:: EXERCISE DATA

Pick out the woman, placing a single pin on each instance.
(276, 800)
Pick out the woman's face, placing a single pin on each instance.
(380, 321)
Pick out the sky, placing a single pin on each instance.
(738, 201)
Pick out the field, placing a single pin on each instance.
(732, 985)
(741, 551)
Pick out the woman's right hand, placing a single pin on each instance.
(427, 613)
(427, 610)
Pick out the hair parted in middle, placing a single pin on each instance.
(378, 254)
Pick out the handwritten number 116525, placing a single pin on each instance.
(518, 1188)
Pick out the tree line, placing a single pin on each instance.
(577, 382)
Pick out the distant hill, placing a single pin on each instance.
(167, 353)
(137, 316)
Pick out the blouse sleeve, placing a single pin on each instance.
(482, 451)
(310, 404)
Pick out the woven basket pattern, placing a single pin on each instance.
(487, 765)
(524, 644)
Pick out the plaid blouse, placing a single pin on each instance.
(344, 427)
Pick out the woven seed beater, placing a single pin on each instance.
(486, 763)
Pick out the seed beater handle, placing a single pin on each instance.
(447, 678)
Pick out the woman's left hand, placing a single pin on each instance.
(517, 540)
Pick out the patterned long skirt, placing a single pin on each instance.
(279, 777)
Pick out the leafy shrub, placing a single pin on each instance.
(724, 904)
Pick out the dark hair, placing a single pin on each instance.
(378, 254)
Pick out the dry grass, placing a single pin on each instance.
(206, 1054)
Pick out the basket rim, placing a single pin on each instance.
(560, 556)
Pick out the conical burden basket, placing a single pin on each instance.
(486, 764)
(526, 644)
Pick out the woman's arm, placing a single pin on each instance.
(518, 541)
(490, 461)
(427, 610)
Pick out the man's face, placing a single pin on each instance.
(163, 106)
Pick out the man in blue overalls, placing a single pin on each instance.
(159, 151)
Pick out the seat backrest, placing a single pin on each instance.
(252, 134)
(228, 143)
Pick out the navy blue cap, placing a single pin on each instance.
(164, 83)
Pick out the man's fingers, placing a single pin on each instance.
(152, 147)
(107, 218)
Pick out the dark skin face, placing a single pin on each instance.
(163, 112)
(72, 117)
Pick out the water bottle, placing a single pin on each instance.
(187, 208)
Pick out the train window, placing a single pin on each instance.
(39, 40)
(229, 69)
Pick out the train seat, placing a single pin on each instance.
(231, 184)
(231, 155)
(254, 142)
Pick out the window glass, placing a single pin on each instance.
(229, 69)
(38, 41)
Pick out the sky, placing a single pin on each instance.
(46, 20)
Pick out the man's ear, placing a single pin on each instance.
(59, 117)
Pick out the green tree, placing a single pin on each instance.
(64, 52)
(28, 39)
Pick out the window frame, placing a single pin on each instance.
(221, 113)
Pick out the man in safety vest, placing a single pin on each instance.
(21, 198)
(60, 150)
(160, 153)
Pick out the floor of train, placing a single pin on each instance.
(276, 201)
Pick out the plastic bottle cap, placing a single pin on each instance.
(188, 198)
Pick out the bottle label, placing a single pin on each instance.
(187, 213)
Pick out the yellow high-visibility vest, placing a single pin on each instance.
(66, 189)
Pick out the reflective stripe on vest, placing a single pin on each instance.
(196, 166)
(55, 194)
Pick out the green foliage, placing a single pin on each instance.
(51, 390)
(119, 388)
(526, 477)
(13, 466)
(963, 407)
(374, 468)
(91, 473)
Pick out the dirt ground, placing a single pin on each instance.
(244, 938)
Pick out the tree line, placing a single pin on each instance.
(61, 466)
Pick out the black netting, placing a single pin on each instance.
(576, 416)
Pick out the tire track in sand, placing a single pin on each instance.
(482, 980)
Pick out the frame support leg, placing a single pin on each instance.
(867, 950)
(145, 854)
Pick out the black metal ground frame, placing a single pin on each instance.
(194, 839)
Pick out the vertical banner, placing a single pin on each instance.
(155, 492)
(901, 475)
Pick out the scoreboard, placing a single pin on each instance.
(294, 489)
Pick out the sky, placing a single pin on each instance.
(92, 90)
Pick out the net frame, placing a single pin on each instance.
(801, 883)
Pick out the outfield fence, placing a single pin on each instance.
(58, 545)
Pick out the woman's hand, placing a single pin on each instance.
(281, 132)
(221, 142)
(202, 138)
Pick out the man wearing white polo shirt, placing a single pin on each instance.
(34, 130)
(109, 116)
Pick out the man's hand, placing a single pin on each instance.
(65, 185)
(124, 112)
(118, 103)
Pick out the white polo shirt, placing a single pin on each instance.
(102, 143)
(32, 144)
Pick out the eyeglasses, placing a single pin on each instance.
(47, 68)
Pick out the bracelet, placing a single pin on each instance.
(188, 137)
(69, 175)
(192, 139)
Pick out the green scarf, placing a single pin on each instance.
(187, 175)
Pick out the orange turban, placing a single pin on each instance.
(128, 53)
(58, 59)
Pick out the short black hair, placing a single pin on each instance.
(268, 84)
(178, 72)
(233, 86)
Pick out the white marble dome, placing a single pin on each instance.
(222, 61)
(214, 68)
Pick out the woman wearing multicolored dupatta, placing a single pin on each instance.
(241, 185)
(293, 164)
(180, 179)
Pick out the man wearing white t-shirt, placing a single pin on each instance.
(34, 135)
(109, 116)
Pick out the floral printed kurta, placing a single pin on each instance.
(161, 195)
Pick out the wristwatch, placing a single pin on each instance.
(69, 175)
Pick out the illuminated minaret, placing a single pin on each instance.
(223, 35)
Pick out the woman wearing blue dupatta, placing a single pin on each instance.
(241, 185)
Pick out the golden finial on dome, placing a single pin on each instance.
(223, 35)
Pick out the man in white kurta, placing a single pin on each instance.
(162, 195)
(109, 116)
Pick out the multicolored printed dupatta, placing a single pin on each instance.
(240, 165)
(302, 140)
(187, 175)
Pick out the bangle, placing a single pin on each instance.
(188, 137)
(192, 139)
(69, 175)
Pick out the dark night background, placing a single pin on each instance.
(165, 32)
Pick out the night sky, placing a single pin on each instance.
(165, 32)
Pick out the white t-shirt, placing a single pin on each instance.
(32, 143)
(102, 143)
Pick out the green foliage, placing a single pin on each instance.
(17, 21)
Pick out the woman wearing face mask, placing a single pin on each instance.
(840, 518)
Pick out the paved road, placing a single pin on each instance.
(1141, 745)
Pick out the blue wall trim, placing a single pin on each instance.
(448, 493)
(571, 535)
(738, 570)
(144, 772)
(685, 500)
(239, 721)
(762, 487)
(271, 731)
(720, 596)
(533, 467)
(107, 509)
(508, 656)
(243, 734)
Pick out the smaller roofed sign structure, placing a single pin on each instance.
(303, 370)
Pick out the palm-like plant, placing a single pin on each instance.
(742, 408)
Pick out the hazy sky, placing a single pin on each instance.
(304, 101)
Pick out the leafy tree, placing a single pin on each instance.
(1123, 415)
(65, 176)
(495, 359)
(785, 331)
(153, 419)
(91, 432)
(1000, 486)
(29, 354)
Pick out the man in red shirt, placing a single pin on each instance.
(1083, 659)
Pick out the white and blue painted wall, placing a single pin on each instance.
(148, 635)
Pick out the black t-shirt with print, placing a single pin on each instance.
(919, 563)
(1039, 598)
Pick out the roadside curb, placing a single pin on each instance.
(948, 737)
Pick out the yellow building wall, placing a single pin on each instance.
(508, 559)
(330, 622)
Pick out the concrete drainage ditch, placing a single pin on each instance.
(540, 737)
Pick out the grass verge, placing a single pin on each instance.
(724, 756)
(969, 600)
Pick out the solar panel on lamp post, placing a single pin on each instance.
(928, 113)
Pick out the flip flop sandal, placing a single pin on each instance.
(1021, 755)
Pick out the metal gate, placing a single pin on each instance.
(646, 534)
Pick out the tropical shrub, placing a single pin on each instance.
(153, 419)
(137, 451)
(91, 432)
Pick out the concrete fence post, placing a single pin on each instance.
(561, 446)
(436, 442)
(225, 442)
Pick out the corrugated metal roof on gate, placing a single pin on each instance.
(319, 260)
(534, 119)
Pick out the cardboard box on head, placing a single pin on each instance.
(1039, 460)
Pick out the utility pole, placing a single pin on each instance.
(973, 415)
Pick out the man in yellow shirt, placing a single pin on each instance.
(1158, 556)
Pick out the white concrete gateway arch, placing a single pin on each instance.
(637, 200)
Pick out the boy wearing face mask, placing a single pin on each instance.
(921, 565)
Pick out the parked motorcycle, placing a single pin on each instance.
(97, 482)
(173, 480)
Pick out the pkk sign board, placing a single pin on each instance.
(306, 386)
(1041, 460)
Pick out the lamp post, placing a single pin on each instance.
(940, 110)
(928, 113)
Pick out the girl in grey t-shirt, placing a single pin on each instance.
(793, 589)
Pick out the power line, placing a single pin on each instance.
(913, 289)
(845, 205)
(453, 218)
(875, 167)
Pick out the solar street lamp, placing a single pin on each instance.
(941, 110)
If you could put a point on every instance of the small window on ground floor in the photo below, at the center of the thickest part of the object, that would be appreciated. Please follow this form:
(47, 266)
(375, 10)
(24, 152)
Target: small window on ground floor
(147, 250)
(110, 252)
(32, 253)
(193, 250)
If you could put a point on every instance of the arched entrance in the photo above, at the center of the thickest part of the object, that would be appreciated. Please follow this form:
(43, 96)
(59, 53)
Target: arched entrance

::::

EXERCISE: Search the records above for "arched". Copy each line where it is found.

ANSWER AREA:
If you could put a point on every instance of the arched entrance in the photo above, at the center of the thickest part of the object, that would be appreciated. Please follow this form:
Target: arched entrance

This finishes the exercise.